Can you edit the lines from the line with "find the row" up to and including the line with "329 177 455 341" so that "Output" becomes "Result" everywhere and nothing else changes? Return only those lines.

→ Detection annotation records:

= = = = =

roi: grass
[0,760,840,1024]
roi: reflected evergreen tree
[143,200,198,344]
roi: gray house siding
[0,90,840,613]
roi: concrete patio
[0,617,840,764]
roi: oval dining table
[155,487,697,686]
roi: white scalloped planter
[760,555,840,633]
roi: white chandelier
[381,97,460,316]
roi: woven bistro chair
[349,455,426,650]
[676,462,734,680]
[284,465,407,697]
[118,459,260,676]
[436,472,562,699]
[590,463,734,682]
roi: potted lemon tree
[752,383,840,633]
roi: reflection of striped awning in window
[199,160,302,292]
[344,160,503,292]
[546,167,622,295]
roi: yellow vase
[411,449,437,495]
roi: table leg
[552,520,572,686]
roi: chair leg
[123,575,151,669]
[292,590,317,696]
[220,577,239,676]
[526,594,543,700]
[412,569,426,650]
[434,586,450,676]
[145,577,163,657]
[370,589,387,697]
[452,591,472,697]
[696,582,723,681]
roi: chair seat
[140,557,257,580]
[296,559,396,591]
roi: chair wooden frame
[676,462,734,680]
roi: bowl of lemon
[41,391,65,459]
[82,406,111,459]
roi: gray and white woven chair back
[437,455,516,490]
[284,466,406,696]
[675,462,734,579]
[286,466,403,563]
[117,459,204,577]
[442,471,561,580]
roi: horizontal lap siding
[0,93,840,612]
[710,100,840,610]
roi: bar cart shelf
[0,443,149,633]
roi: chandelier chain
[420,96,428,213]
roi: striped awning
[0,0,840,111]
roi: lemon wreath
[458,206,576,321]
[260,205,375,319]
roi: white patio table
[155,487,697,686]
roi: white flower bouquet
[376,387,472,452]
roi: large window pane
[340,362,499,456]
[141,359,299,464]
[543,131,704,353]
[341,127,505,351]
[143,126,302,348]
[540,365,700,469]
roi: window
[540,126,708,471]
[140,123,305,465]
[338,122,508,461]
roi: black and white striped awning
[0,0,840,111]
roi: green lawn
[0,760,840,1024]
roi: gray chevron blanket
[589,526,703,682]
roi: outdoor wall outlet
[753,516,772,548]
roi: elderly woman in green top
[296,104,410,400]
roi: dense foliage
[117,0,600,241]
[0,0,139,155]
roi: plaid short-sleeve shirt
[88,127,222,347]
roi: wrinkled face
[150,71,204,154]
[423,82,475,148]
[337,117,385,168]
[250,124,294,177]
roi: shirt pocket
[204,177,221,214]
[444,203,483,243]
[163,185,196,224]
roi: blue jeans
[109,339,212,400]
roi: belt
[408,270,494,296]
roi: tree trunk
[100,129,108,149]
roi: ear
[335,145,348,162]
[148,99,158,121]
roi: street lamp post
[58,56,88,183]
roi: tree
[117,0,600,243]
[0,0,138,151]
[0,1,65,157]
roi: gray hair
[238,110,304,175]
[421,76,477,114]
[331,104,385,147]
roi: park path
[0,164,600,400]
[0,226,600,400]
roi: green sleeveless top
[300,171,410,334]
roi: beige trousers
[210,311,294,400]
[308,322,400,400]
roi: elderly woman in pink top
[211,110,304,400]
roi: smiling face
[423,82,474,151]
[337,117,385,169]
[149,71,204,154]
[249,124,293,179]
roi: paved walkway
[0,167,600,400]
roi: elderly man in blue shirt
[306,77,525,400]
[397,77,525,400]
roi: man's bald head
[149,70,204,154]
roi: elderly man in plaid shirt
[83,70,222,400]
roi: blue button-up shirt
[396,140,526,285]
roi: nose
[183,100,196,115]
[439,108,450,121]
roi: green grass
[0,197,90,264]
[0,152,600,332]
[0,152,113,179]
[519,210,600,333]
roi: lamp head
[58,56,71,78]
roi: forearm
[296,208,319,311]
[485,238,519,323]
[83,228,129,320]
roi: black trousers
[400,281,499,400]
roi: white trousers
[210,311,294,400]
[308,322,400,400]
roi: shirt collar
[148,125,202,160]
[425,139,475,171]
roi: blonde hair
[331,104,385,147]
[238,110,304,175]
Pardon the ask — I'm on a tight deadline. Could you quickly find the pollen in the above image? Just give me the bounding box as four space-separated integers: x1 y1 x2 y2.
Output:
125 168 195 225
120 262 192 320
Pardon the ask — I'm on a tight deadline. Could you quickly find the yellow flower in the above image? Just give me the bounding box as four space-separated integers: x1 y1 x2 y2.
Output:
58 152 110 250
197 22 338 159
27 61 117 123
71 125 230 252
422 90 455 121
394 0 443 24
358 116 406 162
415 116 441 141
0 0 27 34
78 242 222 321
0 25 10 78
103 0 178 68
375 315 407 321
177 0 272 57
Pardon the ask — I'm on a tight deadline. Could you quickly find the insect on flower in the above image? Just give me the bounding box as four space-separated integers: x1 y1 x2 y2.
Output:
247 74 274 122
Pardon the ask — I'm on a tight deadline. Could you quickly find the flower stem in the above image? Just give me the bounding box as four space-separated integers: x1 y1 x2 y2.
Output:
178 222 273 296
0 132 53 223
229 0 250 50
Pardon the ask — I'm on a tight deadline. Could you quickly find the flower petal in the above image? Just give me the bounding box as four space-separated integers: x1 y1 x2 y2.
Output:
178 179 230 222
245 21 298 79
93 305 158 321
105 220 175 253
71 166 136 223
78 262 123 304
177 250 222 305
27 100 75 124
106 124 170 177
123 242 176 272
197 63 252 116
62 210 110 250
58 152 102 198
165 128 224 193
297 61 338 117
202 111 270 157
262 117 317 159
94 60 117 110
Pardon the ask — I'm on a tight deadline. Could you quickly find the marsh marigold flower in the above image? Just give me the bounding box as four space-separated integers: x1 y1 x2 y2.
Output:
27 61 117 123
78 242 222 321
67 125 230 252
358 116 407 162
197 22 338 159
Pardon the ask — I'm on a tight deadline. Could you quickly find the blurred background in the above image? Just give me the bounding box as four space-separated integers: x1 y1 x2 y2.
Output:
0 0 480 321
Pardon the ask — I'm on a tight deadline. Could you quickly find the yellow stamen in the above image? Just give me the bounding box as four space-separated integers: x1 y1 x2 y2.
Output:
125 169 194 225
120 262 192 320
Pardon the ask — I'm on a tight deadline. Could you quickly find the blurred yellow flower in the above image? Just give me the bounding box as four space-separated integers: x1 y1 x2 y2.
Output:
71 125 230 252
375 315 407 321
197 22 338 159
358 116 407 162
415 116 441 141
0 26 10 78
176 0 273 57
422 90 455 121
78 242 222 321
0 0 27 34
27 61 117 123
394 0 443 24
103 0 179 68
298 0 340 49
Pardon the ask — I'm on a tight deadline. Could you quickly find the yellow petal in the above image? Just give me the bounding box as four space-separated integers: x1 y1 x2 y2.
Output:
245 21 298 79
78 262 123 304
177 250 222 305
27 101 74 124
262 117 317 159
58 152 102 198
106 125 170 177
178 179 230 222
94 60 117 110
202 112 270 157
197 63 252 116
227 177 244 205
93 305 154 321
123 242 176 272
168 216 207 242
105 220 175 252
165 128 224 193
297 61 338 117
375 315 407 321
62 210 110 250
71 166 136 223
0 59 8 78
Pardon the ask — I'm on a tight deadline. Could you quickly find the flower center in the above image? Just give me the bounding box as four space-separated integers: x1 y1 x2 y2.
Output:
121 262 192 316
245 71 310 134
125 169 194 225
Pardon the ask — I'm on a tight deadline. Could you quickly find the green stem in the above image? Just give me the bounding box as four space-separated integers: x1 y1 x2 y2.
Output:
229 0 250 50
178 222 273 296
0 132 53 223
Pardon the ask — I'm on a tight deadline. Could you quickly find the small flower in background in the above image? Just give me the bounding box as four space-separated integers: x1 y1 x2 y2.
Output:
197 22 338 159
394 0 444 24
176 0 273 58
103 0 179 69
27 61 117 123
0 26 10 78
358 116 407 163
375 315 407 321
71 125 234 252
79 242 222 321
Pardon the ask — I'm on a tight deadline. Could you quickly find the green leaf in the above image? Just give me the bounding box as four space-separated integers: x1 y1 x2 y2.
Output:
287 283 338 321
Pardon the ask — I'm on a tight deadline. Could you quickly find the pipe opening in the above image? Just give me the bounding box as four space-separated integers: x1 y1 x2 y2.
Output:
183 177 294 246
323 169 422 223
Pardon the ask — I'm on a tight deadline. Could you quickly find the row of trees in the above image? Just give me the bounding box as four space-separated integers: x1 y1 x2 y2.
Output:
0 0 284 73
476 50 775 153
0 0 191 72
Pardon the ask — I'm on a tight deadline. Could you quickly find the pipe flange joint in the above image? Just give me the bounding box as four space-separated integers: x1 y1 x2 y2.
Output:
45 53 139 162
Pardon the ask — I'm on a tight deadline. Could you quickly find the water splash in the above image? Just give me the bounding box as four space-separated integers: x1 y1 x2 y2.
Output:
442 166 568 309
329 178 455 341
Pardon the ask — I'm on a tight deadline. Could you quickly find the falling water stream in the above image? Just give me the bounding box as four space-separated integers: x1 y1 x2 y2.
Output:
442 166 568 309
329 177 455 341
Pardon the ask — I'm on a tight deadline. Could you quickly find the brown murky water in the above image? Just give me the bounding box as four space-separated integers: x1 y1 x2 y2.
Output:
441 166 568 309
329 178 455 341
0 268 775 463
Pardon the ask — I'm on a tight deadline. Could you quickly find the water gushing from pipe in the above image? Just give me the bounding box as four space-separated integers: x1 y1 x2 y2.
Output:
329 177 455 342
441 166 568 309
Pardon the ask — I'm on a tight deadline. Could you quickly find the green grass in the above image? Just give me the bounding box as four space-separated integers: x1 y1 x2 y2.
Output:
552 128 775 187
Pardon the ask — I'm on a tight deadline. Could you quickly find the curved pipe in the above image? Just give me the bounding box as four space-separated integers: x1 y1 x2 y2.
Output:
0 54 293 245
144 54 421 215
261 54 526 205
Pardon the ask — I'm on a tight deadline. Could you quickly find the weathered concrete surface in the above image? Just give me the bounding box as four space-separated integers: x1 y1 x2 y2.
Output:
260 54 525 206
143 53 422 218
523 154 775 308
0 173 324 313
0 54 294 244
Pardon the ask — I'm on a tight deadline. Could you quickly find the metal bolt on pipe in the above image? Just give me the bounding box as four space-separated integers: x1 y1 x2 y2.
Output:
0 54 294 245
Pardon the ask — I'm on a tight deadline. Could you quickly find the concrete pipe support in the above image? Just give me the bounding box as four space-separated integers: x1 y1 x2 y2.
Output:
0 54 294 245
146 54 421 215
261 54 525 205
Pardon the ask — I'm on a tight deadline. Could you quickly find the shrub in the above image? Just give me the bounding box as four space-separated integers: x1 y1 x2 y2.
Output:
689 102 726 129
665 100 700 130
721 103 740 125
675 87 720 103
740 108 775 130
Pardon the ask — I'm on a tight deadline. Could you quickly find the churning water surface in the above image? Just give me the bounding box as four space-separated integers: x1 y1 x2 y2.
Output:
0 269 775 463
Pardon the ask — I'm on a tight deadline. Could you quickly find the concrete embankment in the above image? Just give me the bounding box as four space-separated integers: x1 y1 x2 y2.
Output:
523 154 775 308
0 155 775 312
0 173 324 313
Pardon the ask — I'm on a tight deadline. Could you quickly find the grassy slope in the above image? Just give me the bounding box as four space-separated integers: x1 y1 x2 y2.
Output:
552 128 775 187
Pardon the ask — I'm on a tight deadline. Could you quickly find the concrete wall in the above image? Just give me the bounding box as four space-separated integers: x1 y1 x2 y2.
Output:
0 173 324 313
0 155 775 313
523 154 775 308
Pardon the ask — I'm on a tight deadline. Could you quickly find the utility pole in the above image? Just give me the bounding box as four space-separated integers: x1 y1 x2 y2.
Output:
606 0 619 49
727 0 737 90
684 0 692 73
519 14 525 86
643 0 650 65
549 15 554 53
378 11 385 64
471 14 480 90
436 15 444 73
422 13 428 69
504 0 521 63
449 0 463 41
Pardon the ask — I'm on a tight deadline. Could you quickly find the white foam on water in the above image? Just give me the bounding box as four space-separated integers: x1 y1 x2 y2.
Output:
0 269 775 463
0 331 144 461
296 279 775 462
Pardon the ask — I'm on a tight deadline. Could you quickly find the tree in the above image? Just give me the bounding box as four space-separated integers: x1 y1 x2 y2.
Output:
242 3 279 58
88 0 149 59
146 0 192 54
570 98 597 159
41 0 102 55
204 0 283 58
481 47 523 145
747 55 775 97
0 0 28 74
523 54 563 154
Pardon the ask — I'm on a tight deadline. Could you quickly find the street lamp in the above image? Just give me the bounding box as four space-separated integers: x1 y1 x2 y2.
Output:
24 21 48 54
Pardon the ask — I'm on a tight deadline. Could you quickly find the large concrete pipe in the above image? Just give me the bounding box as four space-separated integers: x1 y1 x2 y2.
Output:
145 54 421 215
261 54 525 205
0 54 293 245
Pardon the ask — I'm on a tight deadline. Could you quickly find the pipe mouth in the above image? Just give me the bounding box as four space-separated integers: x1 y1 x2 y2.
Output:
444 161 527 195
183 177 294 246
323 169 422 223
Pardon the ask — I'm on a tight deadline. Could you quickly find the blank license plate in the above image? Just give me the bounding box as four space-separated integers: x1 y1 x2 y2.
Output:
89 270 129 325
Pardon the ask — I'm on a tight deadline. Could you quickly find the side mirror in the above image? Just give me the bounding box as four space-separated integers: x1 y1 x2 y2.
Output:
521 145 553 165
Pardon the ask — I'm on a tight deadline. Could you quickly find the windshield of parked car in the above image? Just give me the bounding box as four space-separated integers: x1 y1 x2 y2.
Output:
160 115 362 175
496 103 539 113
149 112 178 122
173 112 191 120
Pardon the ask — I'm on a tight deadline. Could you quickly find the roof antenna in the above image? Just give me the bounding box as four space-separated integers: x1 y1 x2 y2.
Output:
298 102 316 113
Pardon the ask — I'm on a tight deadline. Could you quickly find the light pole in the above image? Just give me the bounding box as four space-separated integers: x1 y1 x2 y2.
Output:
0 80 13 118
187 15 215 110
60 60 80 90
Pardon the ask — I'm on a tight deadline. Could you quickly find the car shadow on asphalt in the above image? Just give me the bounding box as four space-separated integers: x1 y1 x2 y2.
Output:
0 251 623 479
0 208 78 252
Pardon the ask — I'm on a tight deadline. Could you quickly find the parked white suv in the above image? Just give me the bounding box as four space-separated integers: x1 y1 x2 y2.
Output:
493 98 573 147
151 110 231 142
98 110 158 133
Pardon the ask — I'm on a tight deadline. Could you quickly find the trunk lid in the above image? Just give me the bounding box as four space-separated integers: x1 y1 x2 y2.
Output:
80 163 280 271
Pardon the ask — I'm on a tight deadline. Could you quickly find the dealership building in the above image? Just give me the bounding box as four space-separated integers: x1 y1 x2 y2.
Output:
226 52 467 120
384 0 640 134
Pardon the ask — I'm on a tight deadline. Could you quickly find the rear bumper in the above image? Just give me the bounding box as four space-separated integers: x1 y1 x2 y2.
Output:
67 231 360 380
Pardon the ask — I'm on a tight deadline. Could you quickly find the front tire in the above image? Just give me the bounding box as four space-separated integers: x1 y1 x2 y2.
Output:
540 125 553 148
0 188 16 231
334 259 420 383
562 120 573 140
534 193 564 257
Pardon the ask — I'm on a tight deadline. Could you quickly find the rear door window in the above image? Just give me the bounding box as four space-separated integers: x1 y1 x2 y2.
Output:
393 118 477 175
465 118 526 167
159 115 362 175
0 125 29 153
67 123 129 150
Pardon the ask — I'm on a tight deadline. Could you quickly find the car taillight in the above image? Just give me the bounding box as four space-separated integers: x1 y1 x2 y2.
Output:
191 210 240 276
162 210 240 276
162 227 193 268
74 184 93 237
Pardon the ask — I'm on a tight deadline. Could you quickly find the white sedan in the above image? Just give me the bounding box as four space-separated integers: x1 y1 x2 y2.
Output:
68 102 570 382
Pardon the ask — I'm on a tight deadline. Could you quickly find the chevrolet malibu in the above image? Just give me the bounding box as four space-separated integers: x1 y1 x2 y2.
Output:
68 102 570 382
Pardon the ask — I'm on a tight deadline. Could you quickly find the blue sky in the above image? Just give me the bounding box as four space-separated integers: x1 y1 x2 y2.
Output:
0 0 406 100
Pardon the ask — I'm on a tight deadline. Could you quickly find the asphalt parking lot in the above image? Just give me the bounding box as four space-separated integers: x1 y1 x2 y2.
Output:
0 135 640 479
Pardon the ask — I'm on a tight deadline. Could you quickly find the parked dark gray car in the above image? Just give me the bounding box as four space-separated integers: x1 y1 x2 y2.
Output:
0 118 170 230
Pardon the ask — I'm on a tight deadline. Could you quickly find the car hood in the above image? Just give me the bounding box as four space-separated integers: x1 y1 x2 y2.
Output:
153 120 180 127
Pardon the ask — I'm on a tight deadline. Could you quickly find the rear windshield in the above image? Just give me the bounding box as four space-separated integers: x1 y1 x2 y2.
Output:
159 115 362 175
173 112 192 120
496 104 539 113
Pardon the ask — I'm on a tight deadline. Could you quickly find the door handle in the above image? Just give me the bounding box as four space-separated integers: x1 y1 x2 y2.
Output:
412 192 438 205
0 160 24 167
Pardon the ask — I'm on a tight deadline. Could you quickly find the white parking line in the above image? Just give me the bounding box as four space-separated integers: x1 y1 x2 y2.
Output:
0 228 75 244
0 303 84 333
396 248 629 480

= = = = =

→ RESULT FOR THIS TASK:
Pardon the ask — I'm on a tight deadline. Could you quickly find the row of trees in the above image? Just give me the bounding box as four space-separated integers: x1 y1 x2 y2.
Result:
0 0 284 73
476 50 775 153
0 0 191 72
Pardon the ask — I'm on a tight deadline. Could you quickly find the pipe flange joint in the above image? Just give me the bounding box as four space-separated integers: x1 y1 x2 y2.
Result:
45 53 139 162
Pardon the ask — I'm on a tight deadline. Could you quickly find the water splash in the above image? Just give me the bounding box as four space-separated integers: x1 y1 x2 y2.
Result:
442 166 568 309
329 178 455 341
Pardon the ask — I'm on a tight deadline. Could you quickly find the falling water stream in the above image? Just give me the bounding box as four space-separated integers: x1 y1 x2 y2.
Result:
442 166 568 309
329 177 455 341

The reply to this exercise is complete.